» **Document segment**

=-=-=-=-=

Picture this: its 1777. Some communal leaders think a guy who looks pious in the way he dresses is not acting the way he looks, so they order him to cut off his beard. When he doesn't, they do it for him.
Here's an interesting picture of what that guy thought of the whole thing:
As you can see, here is an apparently pious and learned man seated with his seforim, being confronted by a gang led by a man with a dog's body (or is that a dog with a man's head?). There are some choice biblical (Psalm 132:18; Micah 5:8) and liturgical (link) quotes.
The background that I am aware of is as follows. This particular image was engraved in 1777, possibly by the man depicted himself. His enemies are the communal leaders of Modena, and he obviously got his pictorial revenge. Although there may be other sources which describe the circumstances (eg, in Modena communal records perhaps?) the only primary source I'm aware of comes about through a fortuitous coincidence someone told the Chida about it while he was staying in Trieste in March of 1777, where he also met the man. On pg. 88 in the Ma'agal Tov Ha-shalem we see:
Chida writes that "The aforementioned Signore Samson [Levi] told me about the "plague of the beard," the Signor Zecharia Padova, whom the leaders of Modena ordered to remove his beard because he was "suspected" and was causing a chillul Hashem (profanation of God's name) and they shaved it off. He left there cursing them and with a caricature that he made, of himself as a rabbi studying, and the officials of Modena, one of them with the head of a dog and the rest appearing like boors. At night I spoke with him, reproached him a great deal, but he remained rebellious. May God allow him to repent for the honor of his rabbinic ancestors." Thus we know what the circumstances of this very interesting caricature are, even if we do not have very specific details.

=-=-=-=-=

(Excerpts from a pointing dataset)

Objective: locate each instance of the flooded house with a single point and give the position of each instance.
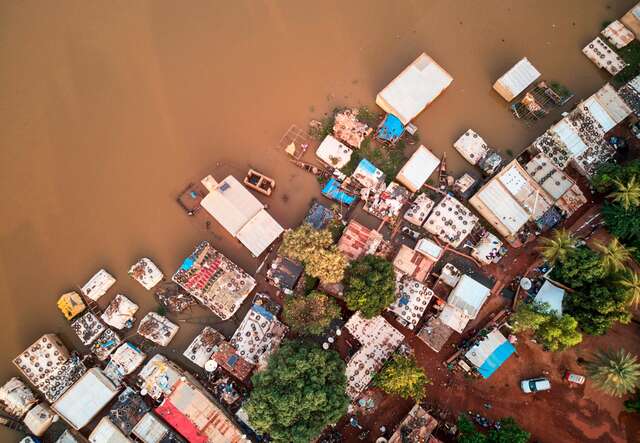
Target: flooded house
(418, 85)
(214, 280)
(240, 213)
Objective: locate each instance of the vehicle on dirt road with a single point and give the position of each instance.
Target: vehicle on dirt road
(535, 385)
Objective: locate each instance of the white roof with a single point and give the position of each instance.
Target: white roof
(468, 296)
(150, 429)
(107, 432)
(516, 79)
(471, 146)
(454, 318)
(231, 204)
(259, 232)
(414, 88)
(418, 169)
(86, 398)
(551, 294)
(334, 153)
(429, 248)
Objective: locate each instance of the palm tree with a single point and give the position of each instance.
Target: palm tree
(626, 194)
(614, 256)
(615, 372)
(556, 247)
(631, 282)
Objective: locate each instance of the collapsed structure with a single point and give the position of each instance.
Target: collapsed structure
(214, 280)
(240, 213)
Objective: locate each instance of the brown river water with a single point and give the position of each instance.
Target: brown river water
(109, 109)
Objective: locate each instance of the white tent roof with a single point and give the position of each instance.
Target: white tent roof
(468, 296)
(231, 204)
(334, 153)
(418, 169)
(516, 79)
(259, 232)
(107, 432)
(454, 318)
(551, 294)
(86, 398)
(414, 88)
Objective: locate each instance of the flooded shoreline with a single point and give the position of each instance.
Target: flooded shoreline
(110, 110)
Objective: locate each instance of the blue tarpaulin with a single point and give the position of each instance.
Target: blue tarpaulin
(390, 129)
(332, 190)
(495, 360)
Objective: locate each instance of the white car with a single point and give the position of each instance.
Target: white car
(534, 385)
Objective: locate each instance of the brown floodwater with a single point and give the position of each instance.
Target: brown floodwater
(109, 109)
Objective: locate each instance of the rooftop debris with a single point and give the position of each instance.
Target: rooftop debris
(71, 305)
(412, 302)
(284, 273)
(157, 328)
(203, 346)
(128, 410)
(173, 299)
(259, 335)
(419, 210)
(603, 56)
(414, 88)
(379, 340)
(98, 285)
(358, 240)
(86, 398)
(451, 221)
(516, 80)
(417, 170)
(214, 280)
(16, 397)
(105, 344)
(120, 312)
(88, 328)
(386, 204)
(349, 129)
(416, 427)
(145, 272)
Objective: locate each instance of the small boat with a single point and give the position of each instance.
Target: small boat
(259, 182)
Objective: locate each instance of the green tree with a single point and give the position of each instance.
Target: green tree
(630, 281)
(614, 256)
(315, 249)
(553, 332)
(301, 391)
(402, 376)
(580, 268)
(617, 373)
(627, 193)
(370, 285)
(556, 248)
(310, 314)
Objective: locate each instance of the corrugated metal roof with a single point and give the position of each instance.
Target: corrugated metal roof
(516, 79)
(418, 169)
(414, 88)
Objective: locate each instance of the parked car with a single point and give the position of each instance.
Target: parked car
(535, 384)
(574, 378)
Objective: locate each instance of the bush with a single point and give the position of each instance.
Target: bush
(310, 314)
(370, 285)
(301, 391)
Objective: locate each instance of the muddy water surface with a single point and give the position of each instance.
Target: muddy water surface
(109, 109)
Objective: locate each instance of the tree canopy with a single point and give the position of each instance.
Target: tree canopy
(615, 372)
(315, 249)
(310, 314)
(370, 285)
(509, 432)
(402, 376)
(553, 332)
(301, 391)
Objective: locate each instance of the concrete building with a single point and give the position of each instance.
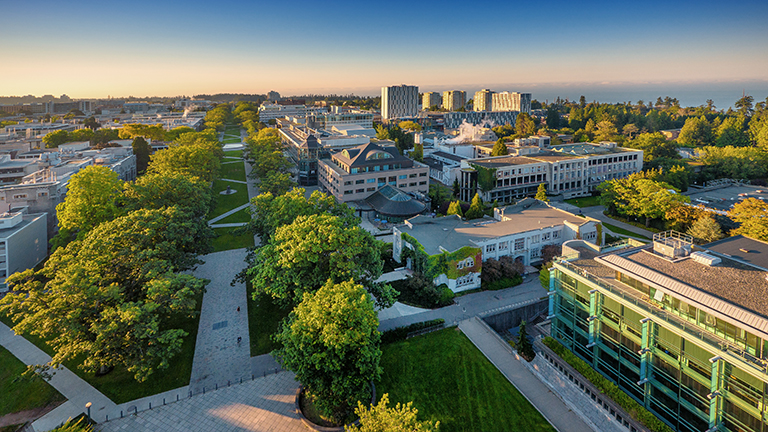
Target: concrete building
(573, 170)
(519, 231)
(430, 99)
(681, 329)
(511, 101)
(354, 174)
(483, 100)
(453, 100)
(23, 242)
(399, 101)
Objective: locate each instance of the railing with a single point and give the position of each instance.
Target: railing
(679, 323)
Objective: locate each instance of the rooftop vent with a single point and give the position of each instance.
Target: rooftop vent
(705, 258)
(672, 244)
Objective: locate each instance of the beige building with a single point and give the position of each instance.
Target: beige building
(454, 99)
(430, 99)
(354, 174)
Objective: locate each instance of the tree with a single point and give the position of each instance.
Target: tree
(752, 214)
(409, 126)
(524, 125)
(331, 342)
(476, 208)
(706, 230)
(697, 132)
(269, 212)
(157, 191)
(276, 183)
(142, 151)
(524, 346)
(92, 199)
(313, 249)
(454, 208)
(500, 148)
(111, 298)
(383, 418)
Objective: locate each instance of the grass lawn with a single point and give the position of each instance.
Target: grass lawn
(584, 201)
(622, 231)
(120, 386)
(225, 203)
(450, 380)
(233, 171)
(241, 216)
(264, 318)
(21, 394)
(226, 241)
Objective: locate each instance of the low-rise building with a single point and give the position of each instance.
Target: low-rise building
(681, 329)
(354, 174)
(457, 248)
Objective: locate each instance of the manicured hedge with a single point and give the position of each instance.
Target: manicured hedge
(634, 409)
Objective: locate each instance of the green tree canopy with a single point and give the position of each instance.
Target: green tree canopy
(313, 249)
(384, 418)
(331, 342)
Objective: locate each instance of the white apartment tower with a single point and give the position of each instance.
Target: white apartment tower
(431, 99)
(399, 101)
(511, 101)
(454, 99)
(483, 100)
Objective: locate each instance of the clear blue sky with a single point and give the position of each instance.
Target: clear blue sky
(93, 49)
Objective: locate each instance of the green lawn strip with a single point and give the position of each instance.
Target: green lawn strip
(241, 216)
(584, 201)
(233, 171)
(120, 385)
(225, 203)
(224, 240)
(622, 231)
(450, 380)
(264, 317)
(19, 394)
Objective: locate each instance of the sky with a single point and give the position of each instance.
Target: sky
(603, 49)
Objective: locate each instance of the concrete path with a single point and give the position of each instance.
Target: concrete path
(231, 212)
(473, 304)
(501, 355)
(596, 212)
(77, 391)
(218, 355)
(265, 404)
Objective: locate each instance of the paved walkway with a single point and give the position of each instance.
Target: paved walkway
(265, 404)
(77, 391)
(218, 355)
(473, 304)
(231, 212)
(500, 354)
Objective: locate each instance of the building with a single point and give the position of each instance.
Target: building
(573, 170)
(431, 99)
(354, 174)
(681, 329)
(23, 242)
(483, 100)
(511, 101)
(453, 100)
(519, 231)
(399, 101)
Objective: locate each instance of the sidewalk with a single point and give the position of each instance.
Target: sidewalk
(77, 391)
(500, 354)
(218, 355)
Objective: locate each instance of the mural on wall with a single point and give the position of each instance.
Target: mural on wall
(453, 264)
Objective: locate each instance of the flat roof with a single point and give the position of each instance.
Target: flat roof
(452, 233)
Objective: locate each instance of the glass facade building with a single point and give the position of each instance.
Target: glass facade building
(682, 330)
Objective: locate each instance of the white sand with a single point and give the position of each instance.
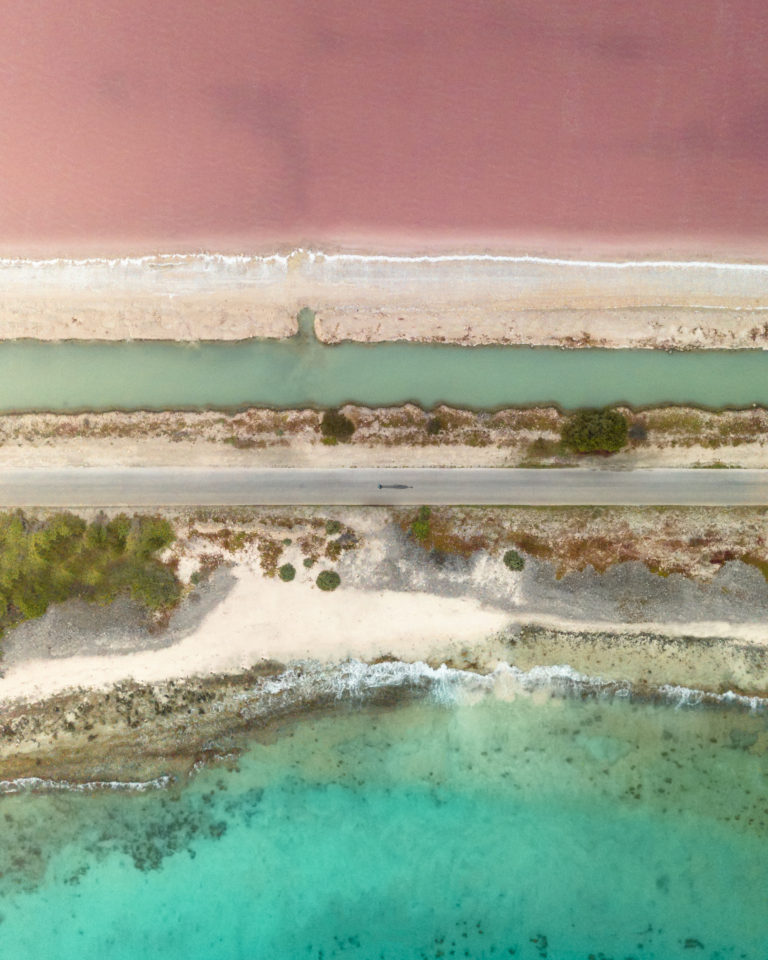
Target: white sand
(457, 298)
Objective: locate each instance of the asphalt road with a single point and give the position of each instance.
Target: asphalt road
(141, 487)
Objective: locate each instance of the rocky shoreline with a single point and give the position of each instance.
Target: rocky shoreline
(145, 736)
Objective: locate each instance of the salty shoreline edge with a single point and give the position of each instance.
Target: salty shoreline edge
(461, 298)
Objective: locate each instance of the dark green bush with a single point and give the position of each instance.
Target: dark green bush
(153, 584)
(595, 431)
(513, 560)
(420, 526)
(328, 580)
(336, 426)
(52, 560)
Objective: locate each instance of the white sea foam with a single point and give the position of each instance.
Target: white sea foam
(355, 679)
(32, 784)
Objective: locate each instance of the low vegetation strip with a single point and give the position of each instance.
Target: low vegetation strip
(61, 557)
(542, 436)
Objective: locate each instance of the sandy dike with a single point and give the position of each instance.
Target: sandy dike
(460, 298)
(93, 694)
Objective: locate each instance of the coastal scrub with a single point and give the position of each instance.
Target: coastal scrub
(63, 557)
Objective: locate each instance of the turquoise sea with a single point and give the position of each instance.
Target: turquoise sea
(527, 826)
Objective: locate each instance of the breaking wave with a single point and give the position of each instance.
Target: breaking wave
(356, 680)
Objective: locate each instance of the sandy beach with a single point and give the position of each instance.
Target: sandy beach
(87, 693)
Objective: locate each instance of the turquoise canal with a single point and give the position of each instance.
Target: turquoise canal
(300, 371)
(532, 827)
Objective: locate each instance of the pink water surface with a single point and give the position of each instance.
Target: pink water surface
(165, 123)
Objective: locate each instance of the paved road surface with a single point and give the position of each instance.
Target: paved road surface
(135, 487)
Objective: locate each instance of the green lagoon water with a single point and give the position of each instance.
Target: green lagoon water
(530, 827)
(297, 372)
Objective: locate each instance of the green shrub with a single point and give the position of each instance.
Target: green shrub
(328, 580)
(153, 585)
(335, 425)
(420, 526)
(593, 431)
(513, 560)
(49, 561)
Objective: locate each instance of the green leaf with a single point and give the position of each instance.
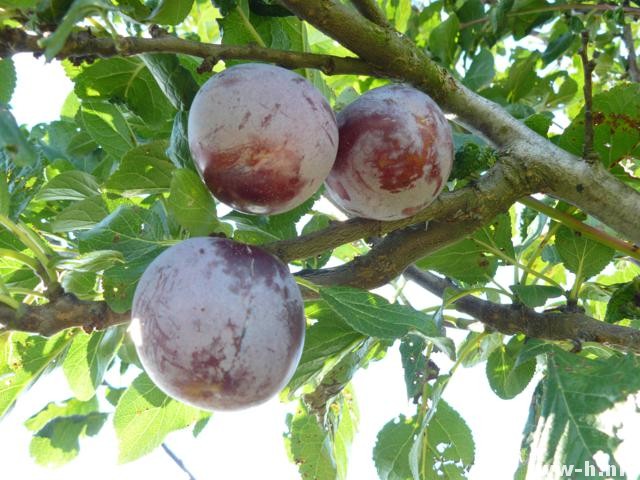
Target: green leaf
(58, 442)
(128, 80)
(105, 123)
(191, 203)
(79, 10)
(71, 406)
(175, 81)
(88, 358)
(393, 446)
(325, 343)
(481, 72)
(7, 80)
(120, 282)
(94, 261)
(372, 315)
(70, 185)
(144, 170)
(178, 150)
(445, 447)
(624, 302)
(81, 215)
(414, 364)
(58, 428)
(464, 260)
(13, 142)
(616, 115)
(580, 255)
(442, 40)
(23, 358)
(507, 375)
(170, 12)
(557, 47)
(145, 415)
(536, 295)
(575, 394)
(522, 77)
(131, 230)
(310, 446)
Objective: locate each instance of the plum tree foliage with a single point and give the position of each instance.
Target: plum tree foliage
(532, 244)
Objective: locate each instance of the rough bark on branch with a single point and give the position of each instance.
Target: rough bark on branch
(80, 45)
(65, 311)
(510, 319)
(591, 188)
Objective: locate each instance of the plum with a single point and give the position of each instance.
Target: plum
(395, 154)
(218, 324)
(262, 137)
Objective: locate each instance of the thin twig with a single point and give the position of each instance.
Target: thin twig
(588, 66)
(177, 461)
(371, 11)
(14, 40)
(627, 37)
(509, 319)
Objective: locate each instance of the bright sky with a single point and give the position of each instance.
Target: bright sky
(248, 444)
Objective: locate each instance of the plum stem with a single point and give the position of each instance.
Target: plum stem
(177, 460)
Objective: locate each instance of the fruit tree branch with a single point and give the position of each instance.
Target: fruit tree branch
(83, 44)
(65, 311)
(590, 187)
(512, 319)
(370, 9)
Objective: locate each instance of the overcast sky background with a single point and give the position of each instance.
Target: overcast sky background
(248, 444)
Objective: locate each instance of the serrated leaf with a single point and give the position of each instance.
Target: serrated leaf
(143, 170)
(575, 393)
(178, 150)
(145, 416)
(23, 358)
(81, 215)
(125, 79)
(191, 203)
(131, 230)
(120, 282)
(94, 261)
(580, 255)
(624, 302)
(175, 81)
(7, 80)
(507, 375)
(372, 315)
(88, 358)
(170, 12)
(106, 124)
(58, 442)
(445, 447)
(442, 40)
(13, 142)
(481, 71)
(71, 406)
(393, 446)
(326, 342)
(536, 295)
(310, 446)
(70, 185)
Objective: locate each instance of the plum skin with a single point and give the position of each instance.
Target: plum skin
(218, 324)
(394, 156)
(263, 138)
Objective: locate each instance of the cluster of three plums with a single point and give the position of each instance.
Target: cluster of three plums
(221, 325)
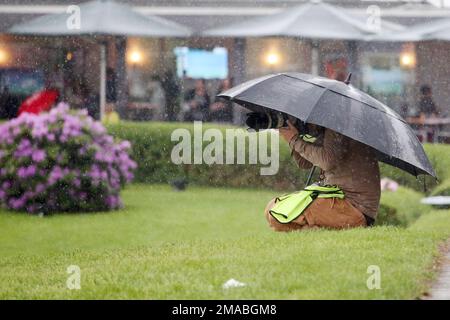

=-=-=-=-=

» **Instruction**
Extend the account of the 1777 Modena beard caricature, writing on from its final sentence. The records were drawn from a separate source.

» **Written reply**
In Benjamin Cymerman's English translation of Ma'agal Tov he footnotes that "He is clearly a dubious character and would shame the community," which I suppose is the only conclusion one can draw from this passage. Of course we realize that Zecharia Padova did not see it that way, quite the opposite; I do not know who is right in this dispute. It should also be noted that without further information it isn't even possible to conclude that the communal leaders over-reacted. In that very year, 1777, the Jews were expelled from all territory of the Republic of Venice (link). While it's obviously too much to lay unspecified bad behavior on the part of one individual as imperiling the entire community, especially when we do not know if this was even claimed on the part of the officials, we would do well to recall at least that 1777 wasn't 1977, even in Italy.
I don't know how many copies of this picture were distributed or how many survive, but this particular copy was in Cecil Roth's personal collection and he printed at least two times. The first appeared in the the pre-Hitler Encylopedia Judaica . Roth had sent the editors the image but to his dismay they completely messed up the caption. Writing in the 1940s, Roth said that "as it happens, this caricature — a unique copy, probably, of a unique production — is to be found in my collection, answering in every detail to Azulai's description. When the Encyclopaedia Judaica was in the course of publication, I sent it to the Editors for reproduction. To my amazement, they described it (volume ix, c. 967-8) as a caricature on the English "Jew Bill" of 1753, thus depriving it completely of its significance. I am happy to have this opportunity of clearing up the confusion."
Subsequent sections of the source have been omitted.